═════ Article ═════

Early for pick-up, I land in the first space in the lot in view of the morning preschool room.
Handing a paper to blonde hair and pigtails, he moves over one seat for more markers, runs to settle in for story time and tilts his head that way that makes his hair cover one eyebrow.
He is the most active of the bunch, he kicks and flips, shouldering his sisters for space.
Three years, almost four, we spent nearly every meal, every nap, every bedtime story, together. I know the inhale of his morning, the teetering off the chair of his lunch and the bouncing into bed of his night. Sending him off to school seemed impossible.
Will he be tall like his dad? Sensitive surrounded by sisters? A momma’s boy? I can’t imagine him here, just yet.
I see him from twenty feet, maybe more, long legs and lanky arms, my eyes and his dad’s everything else.

═════ Available records ═════

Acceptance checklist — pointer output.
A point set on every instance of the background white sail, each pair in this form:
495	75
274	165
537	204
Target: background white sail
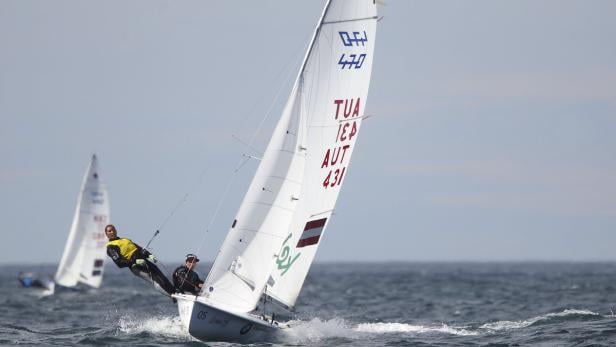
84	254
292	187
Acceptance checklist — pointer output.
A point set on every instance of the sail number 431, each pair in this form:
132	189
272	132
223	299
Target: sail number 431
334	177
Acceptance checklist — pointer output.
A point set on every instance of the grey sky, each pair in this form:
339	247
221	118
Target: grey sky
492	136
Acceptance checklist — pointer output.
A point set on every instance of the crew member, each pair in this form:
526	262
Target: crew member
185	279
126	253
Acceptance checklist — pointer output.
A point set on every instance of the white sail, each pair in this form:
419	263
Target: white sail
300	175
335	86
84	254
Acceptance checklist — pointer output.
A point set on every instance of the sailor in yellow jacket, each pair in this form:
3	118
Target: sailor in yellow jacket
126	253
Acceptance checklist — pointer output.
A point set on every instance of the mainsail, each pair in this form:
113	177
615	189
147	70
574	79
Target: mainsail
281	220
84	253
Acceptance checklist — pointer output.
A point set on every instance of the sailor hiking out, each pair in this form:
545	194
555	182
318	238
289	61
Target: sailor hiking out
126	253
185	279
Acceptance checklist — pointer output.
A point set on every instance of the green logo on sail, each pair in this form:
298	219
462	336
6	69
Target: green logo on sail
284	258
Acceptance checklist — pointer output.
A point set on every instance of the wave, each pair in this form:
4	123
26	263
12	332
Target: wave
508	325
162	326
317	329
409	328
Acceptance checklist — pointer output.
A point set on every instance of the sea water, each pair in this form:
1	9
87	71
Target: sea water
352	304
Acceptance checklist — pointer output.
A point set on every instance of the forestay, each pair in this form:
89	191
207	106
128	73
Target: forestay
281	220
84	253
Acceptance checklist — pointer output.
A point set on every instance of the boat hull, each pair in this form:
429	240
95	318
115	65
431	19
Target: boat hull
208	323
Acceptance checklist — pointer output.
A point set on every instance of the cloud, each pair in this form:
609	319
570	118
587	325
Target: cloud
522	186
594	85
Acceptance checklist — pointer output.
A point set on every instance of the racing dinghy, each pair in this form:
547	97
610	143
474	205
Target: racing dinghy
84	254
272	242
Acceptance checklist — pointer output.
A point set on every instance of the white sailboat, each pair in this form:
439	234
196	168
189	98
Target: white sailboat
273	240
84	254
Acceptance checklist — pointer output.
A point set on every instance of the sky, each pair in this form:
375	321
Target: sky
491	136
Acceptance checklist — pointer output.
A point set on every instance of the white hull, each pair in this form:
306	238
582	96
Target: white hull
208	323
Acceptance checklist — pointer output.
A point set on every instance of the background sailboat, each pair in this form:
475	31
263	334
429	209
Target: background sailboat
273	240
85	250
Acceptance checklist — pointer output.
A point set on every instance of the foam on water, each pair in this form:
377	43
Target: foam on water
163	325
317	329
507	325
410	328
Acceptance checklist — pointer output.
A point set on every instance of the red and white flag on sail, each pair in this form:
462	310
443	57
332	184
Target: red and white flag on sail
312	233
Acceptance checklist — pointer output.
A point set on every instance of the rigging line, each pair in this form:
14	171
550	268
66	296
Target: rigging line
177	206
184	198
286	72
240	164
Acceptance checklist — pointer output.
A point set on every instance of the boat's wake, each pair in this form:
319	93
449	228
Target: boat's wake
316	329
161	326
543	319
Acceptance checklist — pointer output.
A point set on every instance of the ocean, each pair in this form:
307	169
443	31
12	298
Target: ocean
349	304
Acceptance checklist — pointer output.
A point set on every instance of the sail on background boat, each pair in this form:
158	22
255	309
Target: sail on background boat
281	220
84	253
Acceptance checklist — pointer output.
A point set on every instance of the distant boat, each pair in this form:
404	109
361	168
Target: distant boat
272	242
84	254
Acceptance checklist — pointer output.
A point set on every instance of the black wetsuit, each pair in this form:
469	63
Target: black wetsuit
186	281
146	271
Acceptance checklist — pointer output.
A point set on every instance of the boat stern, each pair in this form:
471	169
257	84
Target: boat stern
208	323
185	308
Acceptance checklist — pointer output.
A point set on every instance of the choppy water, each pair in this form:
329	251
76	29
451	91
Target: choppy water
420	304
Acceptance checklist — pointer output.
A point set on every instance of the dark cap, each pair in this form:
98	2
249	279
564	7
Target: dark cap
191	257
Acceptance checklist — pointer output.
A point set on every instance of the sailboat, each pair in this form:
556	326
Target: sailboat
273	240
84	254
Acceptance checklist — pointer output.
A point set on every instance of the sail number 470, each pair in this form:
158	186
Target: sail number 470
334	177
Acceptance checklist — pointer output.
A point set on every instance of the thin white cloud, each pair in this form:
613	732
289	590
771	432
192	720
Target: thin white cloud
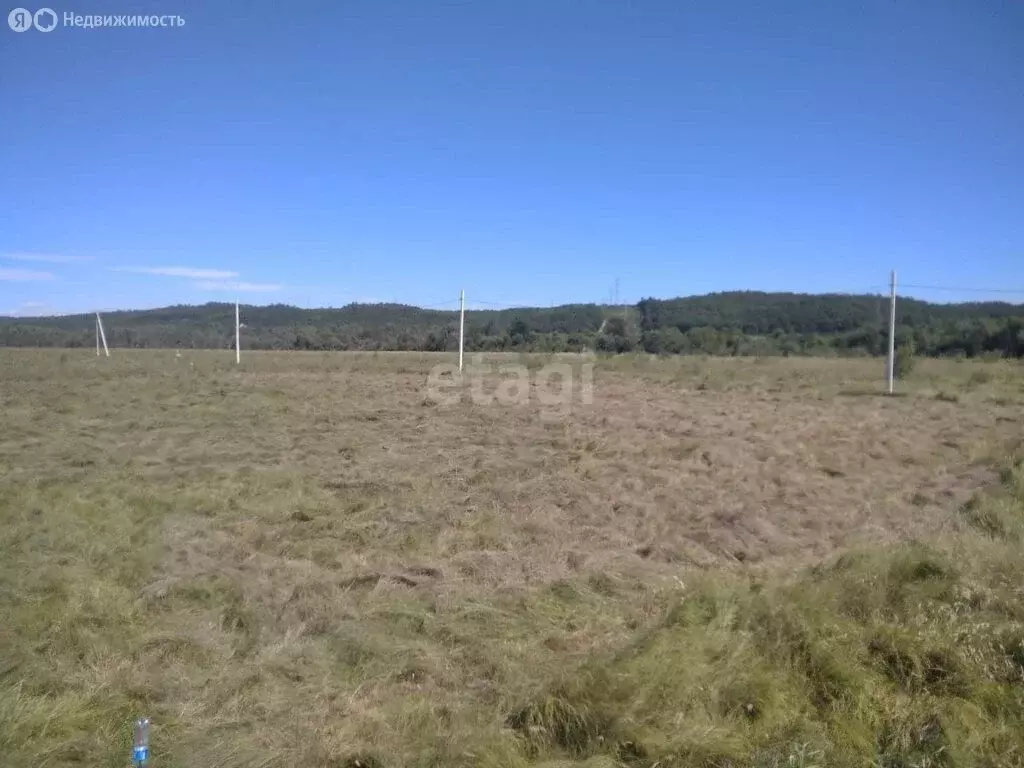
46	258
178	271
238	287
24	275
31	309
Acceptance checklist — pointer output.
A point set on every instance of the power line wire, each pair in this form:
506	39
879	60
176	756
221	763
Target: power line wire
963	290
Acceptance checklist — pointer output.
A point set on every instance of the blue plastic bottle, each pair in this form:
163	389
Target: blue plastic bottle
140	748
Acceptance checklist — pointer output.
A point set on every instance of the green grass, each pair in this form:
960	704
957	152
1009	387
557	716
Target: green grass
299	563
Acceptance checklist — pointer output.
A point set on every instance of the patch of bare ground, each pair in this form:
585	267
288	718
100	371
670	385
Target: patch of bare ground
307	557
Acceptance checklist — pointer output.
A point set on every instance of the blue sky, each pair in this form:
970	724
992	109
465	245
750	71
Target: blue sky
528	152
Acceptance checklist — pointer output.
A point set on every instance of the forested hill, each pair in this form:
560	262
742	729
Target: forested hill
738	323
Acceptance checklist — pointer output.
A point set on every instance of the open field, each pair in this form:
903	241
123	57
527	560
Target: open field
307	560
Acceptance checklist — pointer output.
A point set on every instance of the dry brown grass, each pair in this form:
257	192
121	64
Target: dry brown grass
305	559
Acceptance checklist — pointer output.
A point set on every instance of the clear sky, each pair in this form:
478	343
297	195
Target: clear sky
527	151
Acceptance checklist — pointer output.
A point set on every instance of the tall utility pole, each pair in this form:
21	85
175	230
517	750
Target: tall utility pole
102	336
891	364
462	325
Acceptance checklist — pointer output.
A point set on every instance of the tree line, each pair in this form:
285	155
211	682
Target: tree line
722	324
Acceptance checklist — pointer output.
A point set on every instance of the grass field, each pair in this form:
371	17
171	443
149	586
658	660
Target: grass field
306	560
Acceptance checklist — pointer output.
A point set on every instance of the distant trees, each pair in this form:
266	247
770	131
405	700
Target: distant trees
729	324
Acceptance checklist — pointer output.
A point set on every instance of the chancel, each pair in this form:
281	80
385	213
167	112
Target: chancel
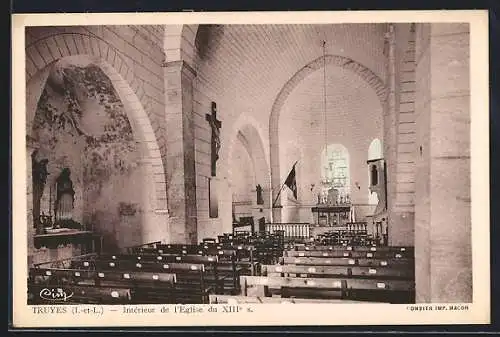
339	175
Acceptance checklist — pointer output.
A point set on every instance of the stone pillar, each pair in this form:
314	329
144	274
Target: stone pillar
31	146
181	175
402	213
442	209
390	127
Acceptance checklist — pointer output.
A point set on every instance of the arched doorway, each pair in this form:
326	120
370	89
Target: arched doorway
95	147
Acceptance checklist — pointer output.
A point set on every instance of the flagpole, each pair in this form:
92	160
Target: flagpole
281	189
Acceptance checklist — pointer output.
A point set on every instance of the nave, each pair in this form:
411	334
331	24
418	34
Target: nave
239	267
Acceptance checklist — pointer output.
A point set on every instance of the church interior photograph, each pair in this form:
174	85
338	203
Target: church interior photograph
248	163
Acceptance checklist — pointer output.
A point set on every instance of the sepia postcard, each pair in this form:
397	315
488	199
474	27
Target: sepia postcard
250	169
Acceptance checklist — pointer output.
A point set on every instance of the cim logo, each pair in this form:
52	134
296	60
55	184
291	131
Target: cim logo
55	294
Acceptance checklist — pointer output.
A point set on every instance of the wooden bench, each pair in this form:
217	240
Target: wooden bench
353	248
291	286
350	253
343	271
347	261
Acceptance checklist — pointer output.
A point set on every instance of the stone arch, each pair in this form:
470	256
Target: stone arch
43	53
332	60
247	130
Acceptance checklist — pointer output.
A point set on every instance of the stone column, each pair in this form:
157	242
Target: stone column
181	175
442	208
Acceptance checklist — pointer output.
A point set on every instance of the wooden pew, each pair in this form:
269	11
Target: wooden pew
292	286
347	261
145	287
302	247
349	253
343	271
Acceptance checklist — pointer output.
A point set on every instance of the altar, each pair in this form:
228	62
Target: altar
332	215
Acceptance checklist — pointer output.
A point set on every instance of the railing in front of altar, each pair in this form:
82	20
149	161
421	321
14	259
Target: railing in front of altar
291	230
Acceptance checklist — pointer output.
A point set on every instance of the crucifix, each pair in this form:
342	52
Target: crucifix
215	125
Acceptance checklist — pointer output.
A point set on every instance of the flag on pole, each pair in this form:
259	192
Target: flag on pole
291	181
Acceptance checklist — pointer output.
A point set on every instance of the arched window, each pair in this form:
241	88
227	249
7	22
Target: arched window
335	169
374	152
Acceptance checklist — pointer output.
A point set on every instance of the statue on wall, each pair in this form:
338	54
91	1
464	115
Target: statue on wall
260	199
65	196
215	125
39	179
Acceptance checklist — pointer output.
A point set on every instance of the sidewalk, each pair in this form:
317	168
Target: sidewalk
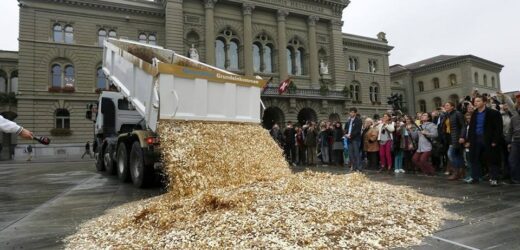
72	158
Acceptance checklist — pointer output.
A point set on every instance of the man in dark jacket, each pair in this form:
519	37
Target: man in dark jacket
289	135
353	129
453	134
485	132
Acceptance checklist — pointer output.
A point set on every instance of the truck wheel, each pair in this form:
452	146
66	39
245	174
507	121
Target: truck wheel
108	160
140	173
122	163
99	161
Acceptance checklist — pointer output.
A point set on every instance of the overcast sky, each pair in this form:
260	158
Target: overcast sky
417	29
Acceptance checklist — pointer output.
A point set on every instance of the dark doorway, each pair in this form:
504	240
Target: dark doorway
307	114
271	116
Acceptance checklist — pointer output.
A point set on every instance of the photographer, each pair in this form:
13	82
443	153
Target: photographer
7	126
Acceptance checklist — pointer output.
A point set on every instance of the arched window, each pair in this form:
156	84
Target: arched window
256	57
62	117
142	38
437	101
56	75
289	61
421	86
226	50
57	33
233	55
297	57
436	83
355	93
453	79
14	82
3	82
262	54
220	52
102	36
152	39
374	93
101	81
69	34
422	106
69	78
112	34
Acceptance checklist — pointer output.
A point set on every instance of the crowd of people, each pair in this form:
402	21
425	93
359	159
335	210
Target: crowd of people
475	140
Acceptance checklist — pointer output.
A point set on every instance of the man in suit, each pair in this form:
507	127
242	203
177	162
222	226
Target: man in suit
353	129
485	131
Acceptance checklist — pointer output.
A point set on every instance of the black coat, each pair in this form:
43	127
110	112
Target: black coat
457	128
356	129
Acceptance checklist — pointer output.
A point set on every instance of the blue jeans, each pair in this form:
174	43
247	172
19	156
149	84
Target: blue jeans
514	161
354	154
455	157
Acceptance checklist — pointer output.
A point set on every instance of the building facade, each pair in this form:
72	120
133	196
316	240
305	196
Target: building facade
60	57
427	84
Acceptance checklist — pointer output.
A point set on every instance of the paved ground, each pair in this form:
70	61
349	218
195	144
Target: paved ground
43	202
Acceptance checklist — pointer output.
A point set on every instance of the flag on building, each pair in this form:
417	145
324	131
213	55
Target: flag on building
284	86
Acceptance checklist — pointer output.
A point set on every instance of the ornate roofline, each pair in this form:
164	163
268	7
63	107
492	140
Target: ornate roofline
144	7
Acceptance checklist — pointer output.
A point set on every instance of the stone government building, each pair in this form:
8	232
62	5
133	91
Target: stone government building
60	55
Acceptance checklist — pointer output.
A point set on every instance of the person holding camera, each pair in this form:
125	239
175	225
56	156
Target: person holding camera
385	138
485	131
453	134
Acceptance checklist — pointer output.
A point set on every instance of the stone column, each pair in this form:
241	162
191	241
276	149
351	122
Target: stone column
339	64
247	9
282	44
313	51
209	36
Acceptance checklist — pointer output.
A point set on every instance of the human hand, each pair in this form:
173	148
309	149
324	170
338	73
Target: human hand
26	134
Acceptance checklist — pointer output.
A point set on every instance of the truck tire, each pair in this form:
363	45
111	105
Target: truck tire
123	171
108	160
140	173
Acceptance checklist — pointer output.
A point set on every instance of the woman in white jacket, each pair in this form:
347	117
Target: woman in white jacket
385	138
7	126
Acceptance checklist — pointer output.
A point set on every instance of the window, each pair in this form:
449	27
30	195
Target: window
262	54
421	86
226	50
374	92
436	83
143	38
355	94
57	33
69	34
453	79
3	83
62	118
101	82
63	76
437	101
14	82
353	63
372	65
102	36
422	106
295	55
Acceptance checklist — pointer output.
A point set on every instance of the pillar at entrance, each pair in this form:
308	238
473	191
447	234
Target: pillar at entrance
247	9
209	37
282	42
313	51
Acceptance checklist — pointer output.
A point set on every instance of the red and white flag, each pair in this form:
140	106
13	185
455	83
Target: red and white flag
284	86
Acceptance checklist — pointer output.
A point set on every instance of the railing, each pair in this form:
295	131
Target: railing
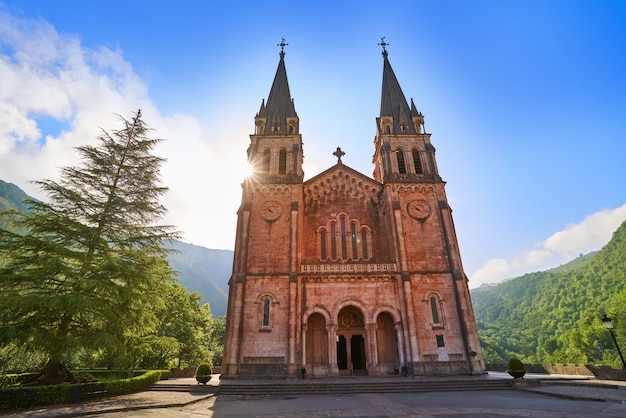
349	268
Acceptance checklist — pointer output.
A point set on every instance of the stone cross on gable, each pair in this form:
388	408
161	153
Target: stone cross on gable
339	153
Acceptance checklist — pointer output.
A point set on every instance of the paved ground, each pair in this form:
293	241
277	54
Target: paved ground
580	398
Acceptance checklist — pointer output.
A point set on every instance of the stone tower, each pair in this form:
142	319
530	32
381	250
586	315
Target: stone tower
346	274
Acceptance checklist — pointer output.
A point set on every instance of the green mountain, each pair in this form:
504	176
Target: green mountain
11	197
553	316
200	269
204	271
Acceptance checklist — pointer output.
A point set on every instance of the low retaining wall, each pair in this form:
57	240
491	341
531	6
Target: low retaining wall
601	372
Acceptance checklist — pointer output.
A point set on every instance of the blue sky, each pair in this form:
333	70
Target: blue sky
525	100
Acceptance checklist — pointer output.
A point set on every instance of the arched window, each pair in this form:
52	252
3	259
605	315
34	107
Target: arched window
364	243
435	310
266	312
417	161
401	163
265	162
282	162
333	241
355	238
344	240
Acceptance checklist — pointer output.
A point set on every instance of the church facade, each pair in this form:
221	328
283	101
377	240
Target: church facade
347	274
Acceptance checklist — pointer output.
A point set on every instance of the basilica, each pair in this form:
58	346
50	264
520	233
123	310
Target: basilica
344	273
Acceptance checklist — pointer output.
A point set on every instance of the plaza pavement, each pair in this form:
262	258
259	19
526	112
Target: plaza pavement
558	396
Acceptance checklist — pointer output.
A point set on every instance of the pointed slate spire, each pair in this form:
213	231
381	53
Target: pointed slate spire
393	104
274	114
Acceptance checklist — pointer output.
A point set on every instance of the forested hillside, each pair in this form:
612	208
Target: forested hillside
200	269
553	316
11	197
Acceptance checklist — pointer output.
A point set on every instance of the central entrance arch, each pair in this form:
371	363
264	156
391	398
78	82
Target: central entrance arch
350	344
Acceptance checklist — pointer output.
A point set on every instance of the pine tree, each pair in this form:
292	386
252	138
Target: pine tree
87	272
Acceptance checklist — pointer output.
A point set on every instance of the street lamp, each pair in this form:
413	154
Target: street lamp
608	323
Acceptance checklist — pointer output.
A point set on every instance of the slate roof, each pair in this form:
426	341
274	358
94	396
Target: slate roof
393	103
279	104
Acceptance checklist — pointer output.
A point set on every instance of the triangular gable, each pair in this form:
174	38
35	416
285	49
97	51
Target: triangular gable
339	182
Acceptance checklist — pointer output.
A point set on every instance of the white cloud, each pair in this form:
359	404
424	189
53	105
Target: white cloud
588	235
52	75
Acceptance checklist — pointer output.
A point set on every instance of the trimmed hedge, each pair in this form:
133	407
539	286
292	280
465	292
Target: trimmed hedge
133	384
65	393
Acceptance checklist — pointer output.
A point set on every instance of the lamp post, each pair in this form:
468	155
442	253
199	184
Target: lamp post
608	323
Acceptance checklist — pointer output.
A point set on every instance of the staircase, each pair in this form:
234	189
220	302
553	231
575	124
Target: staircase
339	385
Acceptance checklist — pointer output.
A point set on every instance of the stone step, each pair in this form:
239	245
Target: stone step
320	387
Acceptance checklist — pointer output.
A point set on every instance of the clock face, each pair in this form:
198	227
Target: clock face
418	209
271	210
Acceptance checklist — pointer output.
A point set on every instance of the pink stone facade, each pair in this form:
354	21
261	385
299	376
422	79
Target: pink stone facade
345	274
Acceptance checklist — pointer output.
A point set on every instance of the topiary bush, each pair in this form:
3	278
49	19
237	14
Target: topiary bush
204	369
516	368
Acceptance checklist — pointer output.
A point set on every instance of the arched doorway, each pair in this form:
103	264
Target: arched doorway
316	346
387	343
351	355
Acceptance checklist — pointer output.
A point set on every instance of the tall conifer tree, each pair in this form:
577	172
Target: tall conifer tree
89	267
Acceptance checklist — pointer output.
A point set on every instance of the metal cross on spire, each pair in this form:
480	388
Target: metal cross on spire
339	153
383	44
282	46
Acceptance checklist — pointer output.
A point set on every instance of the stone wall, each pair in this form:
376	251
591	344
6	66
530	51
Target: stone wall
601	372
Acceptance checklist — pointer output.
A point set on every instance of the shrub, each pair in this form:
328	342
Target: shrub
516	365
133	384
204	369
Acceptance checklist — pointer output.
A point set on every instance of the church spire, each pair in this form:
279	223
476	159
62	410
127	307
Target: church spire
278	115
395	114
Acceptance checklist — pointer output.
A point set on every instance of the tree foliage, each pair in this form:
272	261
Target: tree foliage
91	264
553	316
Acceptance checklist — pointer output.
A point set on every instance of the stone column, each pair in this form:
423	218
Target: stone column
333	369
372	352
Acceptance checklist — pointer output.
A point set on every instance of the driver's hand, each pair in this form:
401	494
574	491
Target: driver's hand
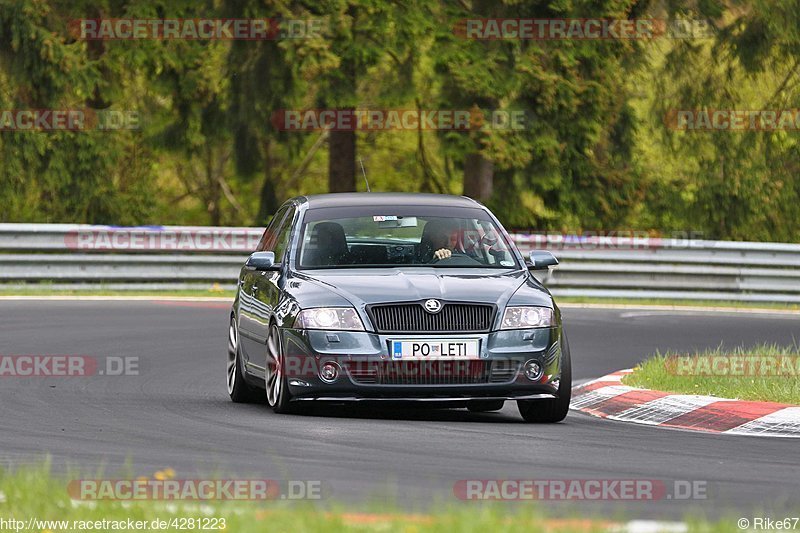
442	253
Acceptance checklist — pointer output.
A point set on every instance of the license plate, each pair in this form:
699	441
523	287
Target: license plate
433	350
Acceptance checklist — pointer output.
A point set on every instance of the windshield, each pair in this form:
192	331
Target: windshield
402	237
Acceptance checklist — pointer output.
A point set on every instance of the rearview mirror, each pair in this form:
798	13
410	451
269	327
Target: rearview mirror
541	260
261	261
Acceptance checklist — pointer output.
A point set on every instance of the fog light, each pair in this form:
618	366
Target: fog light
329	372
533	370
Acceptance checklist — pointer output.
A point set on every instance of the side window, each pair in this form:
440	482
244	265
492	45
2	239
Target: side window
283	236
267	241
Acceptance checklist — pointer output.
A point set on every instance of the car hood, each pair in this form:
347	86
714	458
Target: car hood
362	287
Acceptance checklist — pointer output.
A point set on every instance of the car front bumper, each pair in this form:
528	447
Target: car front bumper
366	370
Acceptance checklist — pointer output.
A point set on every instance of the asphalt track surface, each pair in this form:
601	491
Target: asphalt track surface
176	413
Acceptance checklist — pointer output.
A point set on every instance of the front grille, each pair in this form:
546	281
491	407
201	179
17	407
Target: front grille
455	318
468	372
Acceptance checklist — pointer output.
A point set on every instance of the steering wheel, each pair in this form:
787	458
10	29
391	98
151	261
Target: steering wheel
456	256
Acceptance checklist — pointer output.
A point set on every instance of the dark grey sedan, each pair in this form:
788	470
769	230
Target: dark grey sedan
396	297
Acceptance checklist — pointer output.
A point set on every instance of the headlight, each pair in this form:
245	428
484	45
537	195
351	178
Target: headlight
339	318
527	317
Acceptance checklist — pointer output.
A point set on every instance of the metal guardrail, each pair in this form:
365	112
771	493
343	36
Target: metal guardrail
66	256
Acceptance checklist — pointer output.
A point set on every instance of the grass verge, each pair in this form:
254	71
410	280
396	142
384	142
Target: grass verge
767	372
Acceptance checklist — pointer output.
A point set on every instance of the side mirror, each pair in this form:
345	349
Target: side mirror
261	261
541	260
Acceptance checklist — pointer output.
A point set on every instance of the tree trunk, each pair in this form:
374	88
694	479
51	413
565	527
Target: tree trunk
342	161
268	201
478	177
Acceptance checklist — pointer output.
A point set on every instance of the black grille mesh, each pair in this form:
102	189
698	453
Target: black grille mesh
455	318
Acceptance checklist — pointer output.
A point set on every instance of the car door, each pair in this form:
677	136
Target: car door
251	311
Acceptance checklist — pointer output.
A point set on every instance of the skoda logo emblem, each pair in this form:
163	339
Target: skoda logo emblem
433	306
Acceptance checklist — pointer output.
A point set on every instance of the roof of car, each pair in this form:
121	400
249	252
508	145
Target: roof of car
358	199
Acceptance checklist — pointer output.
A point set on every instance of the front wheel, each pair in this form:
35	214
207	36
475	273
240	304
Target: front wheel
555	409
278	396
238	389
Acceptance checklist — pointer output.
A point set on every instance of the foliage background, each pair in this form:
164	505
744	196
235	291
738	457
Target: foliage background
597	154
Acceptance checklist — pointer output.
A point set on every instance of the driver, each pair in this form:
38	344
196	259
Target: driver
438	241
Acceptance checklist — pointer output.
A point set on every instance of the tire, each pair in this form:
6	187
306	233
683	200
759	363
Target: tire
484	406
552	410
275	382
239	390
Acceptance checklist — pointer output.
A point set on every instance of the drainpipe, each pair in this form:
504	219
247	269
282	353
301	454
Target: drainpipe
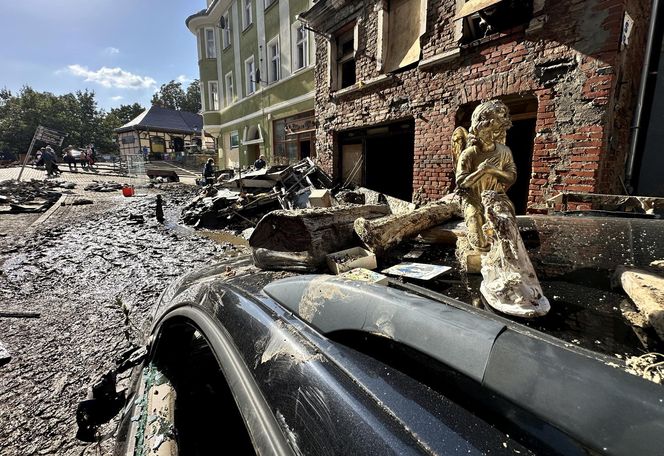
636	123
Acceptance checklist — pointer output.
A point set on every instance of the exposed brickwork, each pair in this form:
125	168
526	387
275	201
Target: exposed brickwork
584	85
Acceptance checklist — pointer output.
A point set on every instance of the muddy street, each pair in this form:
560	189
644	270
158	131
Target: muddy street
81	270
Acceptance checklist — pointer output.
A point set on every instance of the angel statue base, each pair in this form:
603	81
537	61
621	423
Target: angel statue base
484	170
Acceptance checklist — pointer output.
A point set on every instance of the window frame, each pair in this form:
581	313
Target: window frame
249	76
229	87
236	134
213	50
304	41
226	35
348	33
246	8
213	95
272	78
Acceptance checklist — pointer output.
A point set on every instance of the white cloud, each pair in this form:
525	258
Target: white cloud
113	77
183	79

═════

Directive A: Pull out every line of the records that contains the word "wake". Matching is case-sensitive.
Directive B: Extend the preschool essay, starting after its final sentence.
The preschool essay and the records have no connection to each other.

Written response A:
A point set on every instance of the boat's wake, each pair in this form:
Target: boat's wake

Written response B:
Singing the goodbye song, stomping through notes, noodle necklace swinging from his chest, his head never searches the window.
There is so much time to think and I envision my first little boy. I dream of his ears, his toes, his first cry. Outside of me.
They are bounding through the door, he turns the corner on this, his last day of preschool. I marvel at the change this short year has made in my sensitive little man. Squeezing his hand to mine, I cover his cheek with kisses. He wipes them off, gallops away to hug his teacher goodbye and zips his schoolbag.
Outside of me.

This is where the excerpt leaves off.